— WHAT YOU WILL DO —
Count the lines in the records below that contain the string "bird", treating uppercase and lowercase as different. Reply with the number only.

— INPUT DATA —
_ _ _ _ _
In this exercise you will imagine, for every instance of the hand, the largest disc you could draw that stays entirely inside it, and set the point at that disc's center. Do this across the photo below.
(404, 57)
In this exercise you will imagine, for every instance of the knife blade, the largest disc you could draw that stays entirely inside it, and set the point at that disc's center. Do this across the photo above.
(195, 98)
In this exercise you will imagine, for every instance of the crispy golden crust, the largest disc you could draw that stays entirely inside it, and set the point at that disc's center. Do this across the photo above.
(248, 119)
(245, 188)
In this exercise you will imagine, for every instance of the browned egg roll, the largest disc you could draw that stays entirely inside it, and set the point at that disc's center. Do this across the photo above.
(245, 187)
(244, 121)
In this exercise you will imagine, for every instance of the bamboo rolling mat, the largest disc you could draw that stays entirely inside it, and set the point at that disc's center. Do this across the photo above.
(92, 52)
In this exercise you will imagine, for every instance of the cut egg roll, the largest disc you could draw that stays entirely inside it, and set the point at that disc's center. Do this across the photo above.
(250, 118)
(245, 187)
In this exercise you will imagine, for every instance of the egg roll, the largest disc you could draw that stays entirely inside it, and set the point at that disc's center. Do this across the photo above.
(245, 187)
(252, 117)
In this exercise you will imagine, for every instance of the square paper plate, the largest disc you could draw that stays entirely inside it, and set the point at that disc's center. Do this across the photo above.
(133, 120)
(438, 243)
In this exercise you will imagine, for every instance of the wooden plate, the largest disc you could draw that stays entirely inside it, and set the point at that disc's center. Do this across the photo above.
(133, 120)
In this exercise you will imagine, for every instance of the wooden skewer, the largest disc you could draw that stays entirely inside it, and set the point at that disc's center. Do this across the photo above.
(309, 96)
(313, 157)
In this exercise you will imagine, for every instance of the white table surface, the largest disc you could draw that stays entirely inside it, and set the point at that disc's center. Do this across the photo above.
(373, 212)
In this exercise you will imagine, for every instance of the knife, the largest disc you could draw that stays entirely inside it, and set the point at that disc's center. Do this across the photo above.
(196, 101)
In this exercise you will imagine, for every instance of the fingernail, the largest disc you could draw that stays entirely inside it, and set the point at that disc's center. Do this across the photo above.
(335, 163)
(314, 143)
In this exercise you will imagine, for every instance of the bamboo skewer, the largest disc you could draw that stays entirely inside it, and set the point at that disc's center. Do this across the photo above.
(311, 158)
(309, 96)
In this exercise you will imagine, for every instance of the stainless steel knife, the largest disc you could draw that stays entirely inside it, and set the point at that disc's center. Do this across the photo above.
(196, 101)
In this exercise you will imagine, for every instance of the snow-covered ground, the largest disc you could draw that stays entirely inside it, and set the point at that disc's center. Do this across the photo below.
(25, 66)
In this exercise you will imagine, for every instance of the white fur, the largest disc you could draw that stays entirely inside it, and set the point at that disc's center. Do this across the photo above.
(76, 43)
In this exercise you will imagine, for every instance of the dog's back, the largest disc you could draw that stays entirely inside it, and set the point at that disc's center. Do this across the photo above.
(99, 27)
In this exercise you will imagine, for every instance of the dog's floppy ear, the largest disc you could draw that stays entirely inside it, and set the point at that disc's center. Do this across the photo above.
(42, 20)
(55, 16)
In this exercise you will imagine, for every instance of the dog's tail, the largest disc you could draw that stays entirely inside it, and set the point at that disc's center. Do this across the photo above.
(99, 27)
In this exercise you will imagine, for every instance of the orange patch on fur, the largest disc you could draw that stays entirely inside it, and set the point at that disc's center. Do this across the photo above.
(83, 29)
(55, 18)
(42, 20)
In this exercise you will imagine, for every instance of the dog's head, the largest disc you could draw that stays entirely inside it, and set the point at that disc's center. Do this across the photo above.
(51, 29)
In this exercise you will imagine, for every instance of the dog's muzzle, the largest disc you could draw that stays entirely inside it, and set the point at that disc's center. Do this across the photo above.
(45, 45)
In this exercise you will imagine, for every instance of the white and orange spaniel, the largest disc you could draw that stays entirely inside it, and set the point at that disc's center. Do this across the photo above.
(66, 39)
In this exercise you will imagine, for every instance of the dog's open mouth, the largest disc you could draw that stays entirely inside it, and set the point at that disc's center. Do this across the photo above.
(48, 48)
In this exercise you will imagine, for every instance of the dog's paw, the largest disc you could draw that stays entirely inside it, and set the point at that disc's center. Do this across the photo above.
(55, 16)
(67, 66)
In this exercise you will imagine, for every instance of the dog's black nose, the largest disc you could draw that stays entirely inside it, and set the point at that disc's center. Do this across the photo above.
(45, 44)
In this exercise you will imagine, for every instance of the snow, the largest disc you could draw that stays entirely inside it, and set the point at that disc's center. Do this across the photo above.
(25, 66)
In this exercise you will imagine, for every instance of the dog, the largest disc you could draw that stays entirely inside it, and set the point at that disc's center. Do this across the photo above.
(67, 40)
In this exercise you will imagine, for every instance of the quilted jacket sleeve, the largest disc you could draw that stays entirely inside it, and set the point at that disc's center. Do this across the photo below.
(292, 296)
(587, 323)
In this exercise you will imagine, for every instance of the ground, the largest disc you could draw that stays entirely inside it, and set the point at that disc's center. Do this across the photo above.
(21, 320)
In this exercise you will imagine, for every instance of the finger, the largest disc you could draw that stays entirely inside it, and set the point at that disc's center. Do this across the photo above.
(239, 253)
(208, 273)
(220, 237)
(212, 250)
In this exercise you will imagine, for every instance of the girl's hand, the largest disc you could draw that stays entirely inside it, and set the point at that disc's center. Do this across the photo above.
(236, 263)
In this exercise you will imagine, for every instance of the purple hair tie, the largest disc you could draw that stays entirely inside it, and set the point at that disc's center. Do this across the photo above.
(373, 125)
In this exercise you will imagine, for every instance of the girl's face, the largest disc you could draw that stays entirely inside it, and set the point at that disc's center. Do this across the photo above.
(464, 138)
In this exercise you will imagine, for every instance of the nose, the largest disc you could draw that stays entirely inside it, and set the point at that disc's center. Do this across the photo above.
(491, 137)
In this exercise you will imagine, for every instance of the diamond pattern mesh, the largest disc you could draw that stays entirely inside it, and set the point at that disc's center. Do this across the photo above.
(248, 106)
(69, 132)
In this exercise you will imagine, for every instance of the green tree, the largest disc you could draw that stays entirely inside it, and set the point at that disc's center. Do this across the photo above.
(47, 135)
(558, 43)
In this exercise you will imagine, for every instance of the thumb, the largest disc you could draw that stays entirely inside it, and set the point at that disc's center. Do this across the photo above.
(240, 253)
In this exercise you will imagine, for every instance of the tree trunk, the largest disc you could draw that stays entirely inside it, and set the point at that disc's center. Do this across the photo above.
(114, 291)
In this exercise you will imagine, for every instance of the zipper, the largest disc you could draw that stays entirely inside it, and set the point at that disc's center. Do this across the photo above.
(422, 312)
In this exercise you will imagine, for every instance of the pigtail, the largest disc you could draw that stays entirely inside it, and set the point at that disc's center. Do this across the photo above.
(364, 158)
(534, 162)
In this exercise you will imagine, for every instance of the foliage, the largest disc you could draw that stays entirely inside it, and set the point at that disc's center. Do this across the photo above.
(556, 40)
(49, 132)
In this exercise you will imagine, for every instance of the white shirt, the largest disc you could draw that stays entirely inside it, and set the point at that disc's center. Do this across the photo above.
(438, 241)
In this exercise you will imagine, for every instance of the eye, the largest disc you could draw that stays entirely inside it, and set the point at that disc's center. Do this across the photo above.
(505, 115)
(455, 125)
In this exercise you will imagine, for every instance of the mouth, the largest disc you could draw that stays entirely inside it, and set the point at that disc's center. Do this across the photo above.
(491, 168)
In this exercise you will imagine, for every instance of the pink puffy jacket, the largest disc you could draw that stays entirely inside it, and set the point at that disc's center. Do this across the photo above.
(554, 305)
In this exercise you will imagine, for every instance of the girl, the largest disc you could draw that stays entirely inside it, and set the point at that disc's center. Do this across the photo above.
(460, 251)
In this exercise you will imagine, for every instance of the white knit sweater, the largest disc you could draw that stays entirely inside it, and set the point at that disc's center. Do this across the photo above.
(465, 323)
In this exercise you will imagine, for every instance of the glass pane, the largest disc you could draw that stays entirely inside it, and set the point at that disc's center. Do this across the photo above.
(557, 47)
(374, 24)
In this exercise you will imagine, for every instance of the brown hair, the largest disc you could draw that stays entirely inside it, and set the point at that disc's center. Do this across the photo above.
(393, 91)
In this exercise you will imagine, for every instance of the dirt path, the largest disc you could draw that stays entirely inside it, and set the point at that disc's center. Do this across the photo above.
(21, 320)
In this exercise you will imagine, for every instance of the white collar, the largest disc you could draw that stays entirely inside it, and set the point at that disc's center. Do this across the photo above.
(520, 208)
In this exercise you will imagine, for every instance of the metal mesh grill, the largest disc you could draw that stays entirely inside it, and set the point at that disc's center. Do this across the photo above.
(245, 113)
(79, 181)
_ _ _ _ _
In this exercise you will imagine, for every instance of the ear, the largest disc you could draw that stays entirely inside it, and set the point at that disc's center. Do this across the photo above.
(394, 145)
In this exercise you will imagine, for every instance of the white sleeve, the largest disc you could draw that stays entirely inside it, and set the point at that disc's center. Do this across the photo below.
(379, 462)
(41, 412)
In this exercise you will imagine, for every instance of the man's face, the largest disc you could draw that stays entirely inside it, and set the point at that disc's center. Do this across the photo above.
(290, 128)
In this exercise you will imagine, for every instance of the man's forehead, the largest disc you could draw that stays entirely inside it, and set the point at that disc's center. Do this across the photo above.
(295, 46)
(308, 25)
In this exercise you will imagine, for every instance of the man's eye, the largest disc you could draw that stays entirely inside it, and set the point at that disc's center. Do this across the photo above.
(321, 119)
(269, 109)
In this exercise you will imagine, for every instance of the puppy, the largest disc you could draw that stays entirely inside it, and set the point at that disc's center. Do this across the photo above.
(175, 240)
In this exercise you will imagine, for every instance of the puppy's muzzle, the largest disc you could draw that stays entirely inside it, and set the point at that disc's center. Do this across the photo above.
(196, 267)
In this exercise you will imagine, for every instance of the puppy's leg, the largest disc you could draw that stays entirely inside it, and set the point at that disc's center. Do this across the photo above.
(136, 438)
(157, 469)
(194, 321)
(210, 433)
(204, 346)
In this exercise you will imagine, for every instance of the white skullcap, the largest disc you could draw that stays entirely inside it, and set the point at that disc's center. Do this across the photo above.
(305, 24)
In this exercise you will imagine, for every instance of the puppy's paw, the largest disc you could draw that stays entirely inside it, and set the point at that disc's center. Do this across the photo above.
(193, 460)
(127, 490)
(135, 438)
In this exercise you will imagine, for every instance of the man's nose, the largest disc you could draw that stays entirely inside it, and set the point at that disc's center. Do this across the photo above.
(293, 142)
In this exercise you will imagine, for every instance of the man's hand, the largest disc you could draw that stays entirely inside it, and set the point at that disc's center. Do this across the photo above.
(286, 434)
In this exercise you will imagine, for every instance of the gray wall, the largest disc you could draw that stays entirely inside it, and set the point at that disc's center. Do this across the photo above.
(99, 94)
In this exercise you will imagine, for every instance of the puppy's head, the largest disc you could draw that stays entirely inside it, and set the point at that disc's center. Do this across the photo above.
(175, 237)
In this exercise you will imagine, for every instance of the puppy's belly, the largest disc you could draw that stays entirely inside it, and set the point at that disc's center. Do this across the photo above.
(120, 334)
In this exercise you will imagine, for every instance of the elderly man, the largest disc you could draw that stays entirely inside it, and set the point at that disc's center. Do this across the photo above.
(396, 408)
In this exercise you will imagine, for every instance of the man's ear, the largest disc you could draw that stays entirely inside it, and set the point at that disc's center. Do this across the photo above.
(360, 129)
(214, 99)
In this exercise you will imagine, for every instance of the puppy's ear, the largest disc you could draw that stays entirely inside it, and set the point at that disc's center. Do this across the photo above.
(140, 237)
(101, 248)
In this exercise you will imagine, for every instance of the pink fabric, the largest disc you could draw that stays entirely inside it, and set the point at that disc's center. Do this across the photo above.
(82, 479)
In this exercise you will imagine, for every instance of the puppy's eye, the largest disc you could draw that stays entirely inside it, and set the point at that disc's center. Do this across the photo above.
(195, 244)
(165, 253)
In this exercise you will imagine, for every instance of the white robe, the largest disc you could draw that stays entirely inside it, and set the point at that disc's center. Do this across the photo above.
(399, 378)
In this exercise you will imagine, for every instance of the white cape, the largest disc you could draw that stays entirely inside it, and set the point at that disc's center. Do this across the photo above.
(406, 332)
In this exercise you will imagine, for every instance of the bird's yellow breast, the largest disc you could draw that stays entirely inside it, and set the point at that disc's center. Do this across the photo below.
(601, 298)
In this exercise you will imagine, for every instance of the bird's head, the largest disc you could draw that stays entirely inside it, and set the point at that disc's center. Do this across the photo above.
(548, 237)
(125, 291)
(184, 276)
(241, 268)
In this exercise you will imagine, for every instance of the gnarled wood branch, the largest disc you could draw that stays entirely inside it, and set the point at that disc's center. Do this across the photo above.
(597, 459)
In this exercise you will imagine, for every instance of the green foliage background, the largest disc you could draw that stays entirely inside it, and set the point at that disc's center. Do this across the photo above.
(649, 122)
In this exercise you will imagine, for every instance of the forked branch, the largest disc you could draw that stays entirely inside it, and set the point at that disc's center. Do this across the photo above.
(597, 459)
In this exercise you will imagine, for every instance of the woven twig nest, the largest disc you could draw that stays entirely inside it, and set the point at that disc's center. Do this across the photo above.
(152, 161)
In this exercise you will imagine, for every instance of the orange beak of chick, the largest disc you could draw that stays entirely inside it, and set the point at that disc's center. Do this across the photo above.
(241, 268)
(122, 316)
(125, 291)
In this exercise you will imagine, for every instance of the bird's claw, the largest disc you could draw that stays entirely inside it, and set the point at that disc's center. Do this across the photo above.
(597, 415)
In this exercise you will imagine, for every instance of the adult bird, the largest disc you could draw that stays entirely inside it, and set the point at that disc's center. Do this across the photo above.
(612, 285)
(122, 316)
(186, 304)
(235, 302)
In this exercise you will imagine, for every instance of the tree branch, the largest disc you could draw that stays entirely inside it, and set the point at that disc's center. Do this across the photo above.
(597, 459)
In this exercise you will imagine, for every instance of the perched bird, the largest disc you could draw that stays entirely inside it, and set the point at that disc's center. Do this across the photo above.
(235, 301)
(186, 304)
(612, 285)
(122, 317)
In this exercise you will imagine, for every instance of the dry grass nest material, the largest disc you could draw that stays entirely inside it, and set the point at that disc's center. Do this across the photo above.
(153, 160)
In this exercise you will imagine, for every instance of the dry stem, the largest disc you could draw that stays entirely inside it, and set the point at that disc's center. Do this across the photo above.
_ _ _ _ _
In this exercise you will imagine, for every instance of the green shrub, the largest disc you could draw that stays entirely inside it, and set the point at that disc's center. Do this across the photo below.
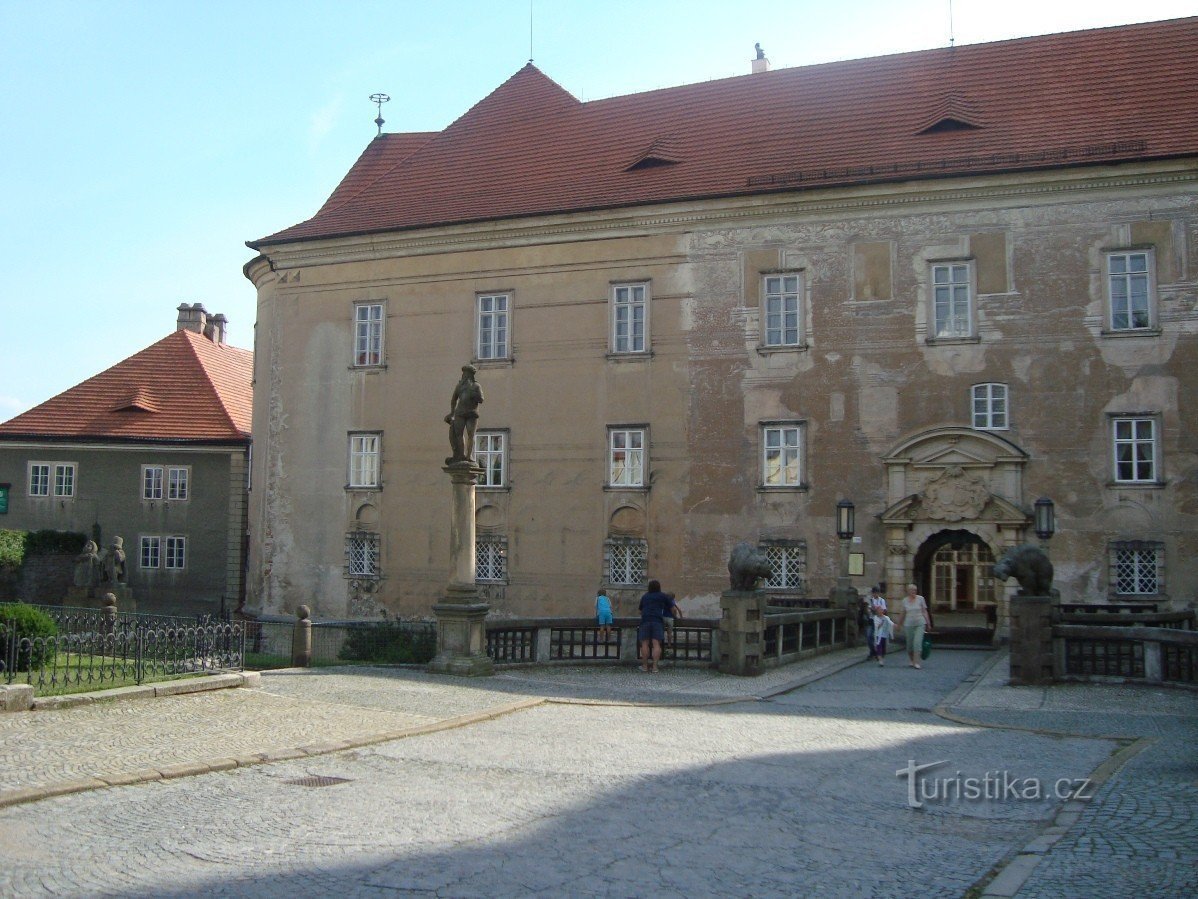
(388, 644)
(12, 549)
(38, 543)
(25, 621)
_ _ _ _ _
— SOLUTION FOR THIS TASK —
5